- _Document passage_:
"""
Defense Date


Document Type


Degree Name

Doctor of Philosophy



First Advisor

Dace Svikis, PhD


Women with substance use disorders (SUD) face unique barriers to substance use treatment, and as a result, are less likely than their male counterparts to seek treatment for the disorder. Cognitive behavioral therapy (CBT) is an evidence-based treatment known to reduce relapse rates by teaching clients to recognize and respond to their cues for substance use. Recent research suggests CBT may be particularly of benefit to women. Despite the effectiveness of CBT, its dissemination in clinical practice is limited due to a range of barriers (e.g., time, cost). Computer-based training for cognitive behavioral therapy (CBT4CBT) offers an opportunity to improve the quality and reach of SUD treatment services that is both feasible and cost-effective. Research to date has supported the effectiveness of CBT4CBT in outpatient settings; however, it has not yet been tested in residential treatment. The present study was a two-arm clinical trial comparing women randomized to either standard residential treatment plus access to the CBT4CBT program (N = 34) or residential treatment alone (TAU; N = 29). Assessments occurred at baseline, discharge from residential care, and at 4 and 12-weeks post-discharge. Although the present study was not powered for statistical significance, findings were in the predicted direction, with women in the CBT4CBT group reporting lower likelihood of relapse, longer time to relapse, and fewer days of substance use in the follow-up period compared to TAU. This pattern was most evident for women not receiving pharmacological treatment for opioid use disorder. Exploratory analyses examined correlates of treatment outcomes, as well as the acceptability and feasibility of implementing CBT4CBT in a residential treatment program. Primary outcome variables were used for effect size estimations to determine the sample size needed for an adequately powered RCT of the intervention. The present study expanded on the current literature supporting the use of CBT4CBT in outpatient settings and provides benchmark data on the use of CBT4CBT in a residential treatment program for women with SUDs. This body of research has important implications for SUD treatment, with potential to expand the reach of evidence-based addiction treatment across different modalities and patient populations.
"""
- _What is required_:
Summarize the abstract above on computer-based cognitive behavioral therapy for women with substance use disorders in two sentences.

Collected data entries:
"""
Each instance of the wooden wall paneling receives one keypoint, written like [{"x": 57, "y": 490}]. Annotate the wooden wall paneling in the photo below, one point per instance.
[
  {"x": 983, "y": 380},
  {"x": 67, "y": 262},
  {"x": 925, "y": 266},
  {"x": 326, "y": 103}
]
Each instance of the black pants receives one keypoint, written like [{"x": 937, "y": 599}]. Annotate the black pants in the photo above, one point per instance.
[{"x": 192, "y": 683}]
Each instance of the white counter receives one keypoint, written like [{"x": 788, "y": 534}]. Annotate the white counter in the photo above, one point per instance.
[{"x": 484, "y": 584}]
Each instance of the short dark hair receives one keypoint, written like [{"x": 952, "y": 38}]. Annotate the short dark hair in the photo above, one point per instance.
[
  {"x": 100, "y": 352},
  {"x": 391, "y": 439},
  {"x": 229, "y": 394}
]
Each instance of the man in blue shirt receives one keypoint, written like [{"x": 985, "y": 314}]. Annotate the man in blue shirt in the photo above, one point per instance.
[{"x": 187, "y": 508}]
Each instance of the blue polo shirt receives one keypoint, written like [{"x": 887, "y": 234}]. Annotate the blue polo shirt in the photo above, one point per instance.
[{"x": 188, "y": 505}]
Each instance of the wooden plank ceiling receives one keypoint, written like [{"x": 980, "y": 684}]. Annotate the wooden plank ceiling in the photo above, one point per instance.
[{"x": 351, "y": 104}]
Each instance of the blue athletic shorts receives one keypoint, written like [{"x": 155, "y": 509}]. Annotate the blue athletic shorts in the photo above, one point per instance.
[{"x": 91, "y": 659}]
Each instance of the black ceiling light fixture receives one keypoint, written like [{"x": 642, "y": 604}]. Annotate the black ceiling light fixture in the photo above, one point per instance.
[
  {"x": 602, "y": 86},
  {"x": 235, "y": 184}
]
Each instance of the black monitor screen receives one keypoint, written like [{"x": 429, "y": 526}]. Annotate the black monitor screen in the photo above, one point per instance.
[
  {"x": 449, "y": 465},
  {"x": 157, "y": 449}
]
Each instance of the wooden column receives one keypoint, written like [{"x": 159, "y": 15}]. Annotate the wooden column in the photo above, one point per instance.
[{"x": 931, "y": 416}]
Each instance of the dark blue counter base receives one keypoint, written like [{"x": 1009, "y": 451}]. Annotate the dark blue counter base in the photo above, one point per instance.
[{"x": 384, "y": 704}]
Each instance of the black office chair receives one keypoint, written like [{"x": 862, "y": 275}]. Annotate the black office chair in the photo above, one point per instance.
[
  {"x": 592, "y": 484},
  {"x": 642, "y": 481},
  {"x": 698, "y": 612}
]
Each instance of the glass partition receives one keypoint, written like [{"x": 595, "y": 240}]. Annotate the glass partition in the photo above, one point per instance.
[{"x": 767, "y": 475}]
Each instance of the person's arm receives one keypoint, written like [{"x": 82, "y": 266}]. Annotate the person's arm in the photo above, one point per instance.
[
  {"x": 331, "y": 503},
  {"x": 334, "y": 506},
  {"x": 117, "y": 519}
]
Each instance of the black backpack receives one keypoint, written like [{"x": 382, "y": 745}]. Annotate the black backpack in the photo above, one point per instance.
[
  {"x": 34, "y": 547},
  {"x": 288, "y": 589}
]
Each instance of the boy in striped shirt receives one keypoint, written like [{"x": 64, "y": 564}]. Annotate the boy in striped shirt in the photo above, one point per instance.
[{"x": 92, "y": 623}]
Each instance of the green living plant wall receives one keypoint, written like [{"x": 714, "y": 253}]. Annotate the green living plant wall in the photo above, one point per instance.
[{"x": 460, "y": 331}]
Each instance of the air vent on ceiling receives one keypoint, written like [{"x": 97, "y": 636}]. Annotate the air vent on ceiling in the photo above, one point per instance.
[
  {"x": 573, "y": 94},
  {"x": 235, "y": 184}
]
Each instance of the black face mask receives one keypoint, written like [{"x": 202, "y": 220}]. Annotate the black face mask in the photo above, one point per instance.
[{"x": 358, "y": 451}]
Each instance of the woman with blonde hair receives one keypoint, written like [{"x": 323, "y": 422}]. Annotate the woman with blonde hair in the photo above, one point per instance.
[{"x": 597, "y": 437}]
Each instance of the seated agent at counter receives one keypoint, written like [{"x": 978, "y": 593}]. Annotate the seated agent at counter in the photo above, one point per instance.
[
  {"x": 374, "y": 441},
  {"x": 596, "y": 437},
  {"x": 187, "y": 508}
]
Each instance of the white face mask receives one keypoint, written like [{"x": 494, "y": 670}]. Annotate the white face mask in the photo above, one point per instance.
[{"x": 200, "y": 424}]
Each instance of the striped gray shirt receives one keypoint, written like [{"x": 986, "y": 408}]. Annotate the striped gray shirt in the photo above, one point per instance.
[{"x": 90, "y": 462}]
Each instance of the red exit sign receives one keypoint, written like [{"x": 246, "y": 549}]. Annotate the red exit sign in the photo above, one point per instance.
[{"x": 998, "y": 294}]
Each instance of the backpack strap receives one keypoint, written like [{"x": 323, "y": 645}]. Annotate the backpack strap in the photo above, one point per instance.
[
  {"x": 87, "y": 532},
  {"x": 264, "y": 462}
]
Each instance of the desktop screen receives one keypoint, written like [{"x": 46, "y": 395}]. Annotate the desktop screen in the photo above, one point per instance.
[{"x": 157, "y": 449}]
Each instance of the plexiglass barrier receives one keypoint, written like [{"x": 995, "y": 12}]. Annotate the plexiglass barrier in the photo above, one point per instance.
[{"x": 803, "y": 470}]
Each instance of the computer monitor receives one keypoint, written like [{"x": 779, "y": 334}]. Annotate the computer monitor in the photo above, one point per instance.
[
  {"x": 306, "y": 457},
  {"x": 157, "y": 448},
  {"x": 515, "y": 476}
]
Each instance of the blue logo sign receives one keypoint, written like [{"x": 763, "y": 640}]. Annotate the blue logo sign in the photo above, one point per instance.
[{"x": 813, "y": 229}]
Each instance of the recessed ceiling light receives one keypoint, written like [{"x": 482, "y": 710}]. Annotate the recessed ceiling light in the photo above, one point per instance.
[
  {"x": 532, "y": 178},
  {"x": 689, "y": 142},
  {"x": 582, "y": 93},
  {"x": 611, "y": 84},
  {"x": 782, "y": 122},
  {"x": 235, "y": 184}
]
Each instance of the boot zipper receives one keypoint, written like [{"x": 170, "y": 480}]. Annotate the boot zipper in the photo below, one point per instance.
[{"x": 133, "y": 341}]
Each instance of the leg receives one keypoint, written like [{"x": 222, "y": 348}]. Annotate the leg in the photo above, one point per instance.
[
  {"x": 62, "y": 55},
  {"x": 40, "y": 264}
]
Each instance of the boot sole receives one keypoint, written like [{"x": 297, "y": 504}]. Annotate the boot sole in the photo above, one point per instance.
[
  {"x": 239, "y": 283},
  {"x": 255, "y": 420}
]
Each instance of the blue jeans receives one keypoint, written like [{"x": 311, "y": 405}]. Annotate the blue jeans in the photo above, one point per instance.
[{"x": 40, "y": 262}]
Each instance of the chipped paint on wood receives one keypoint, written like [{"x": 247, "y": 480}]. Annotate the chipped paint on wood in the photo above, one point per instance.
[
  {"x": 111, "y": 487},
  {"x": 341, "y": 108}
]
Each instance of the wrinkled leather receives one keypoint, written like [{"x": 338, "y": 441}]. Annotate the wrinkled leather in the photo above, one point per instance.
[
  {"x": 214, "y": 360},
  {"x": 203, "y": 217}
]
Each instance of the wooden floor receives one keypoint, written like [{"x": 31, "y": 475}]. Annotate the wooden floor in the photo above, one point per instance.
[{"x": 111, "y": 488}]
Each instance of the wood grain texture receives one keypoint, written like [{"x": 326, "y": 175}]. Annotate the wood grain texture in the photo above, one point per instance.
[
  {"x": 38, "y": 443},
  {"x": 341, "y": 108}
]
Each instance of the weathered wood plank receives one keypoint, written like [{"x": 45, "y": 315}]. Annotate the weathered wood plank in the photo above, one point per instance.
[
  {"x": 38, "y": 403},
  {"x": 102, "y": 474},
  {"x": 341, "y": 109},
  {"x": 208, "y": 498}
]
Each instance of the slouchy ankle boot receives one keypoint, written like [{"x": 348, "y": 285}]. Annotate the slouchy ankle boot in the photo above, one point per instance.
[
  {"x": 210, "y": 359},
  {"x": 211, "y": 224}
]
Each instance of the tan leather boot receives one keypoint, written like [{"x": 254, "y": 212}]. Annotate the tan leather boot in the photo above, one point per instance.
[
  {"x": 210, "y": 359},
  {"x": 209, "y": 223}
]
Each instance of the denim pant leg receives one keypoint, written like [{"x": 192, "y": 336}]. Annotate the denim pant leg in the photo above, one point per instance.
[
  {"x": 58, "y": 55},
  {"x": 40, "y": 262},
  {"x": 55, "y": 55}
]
"""
- _Solution below_:
The study was a two-arm clinical trial that randomized women in residential treatment for substance use disorders to either standard residential treatment plus access to the computer-based CBT4CBT program or residential treatment alone. Although it was not powered for statistical significance, the findings were in the predicted direction: women in the CBT4CBT group reported a lower likelihood of relapse, a longer time to relapse, and fewer days of substance use during follow-up, with the pattern most evident among women not receiving pharmacological treatment for opioid use disorder.